▸ DESCRIPTION OF THE TASK: Please pick out every line of the records below that contains the word "double", and copy each one.

▸ RECORDED DATA:
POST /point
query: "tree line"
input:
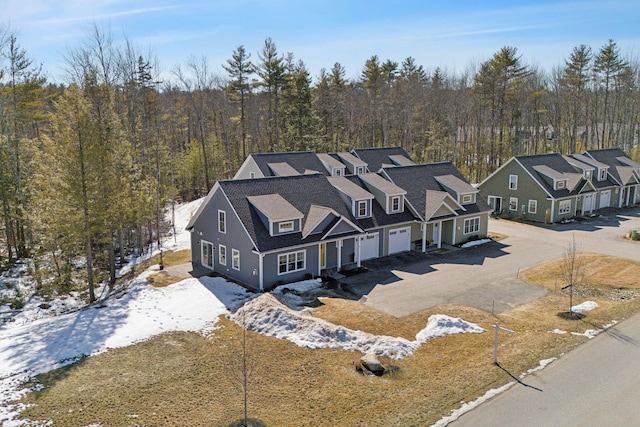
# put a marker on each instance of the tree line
(88, 167)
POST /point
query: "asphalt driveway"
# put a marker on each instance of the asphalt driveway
(485, 276)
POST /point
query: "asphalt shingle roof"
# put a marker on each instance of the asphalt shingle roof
(553, 165)
(617, 168)
(379, 217)
(300, 161)
(300, 191)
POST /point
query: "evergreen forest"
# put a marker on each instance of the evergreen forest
(88, 167)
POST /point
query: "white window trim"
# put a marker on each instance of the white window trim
(235, 259)
(472, 225)
(222, 229)
(202, 245)
(567, 207)
(222, 252)
(513, 206)
(289, 229)
(399, 199)
(286, 256)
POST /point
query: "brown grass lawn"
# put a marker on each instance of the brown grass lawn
(180, 379)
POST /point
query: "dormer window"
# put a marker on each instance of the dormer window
(395, 204)
(285, 227)
(602, 174)
(362, 209)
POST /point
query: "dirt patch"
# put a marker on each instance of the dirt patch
(600, 276)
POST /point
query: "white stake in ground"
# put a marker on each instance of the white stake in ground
(495, 341)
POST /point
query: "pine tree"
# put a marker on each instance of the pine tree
(609, 69)
(575, 78)
(240, 69)
(271, 70)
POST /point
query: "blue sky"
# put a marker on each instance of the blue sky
(448, 34)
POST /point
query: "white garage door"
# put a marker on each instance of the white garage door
(605, 199)
(587, 204)
(399, 240)
(369, 246)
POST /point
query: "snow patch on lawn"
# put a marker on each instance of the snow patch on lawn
(133, 315)
(268, 316)
(440, 325)
(585, 306)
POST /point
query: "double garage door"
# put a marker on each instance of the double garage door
(399, 240)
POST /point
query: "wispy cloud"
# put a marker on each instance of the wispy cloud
(105, 16)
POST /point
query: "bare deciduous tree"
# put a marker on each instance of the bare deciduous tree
(572, 263)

▸ RESULT OF THIS EXERCISE:
query: "double garage door"
# put a marker on each instance of the double garage door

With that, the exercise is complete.